#### Requirement 1
From the passage on the victim's recantation, print the section that opens with the words containing "All three of" and closes with "to commit perjury.".
#### Requirement 2
In the passage on the victim's recantation, on what date did the telephone conversation between the victim and petitioner's counsel take place?

#### Excerpted passage
§

All three of petitioner's claims appear to be based upon the victim's recantation of her testimony. On April 23, 1993, a telephone conversation occurred between the victim and petitioner's counsel, in which the victim recanted her accusations against petitioner. Petitioner's counsel had the conversation tape-recorded and transcribed, and the recantation formed the basis of petitioner's 440 motion to vacate judgment, in which petitioner's counsel argued that the prosecutor and investigating officer had induced the victim to commit perjury.

§

#### Extracted information
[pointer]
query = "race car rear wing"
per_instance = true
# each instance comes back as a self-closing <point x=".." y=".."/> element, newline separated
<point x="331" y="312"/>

§

#### Solution 1
All three of petitioner's claims appear to be based upon the victim's recantation of her testimony. On April 23, 1993, a telephone conversation occurred between the victim and petitioner's counsel, in which the victim recanted her accusations against petitioner. Petitioner's counsel had the conversation tape-recorded and transcribed, and the recantation formed the basis of petitioner's 440 motion to vacate judgment, in which petitioner's counsel argued that the prosecutor and investigating officer had induced the victim to commit perjury.

#### Solution 2
April 23, 1993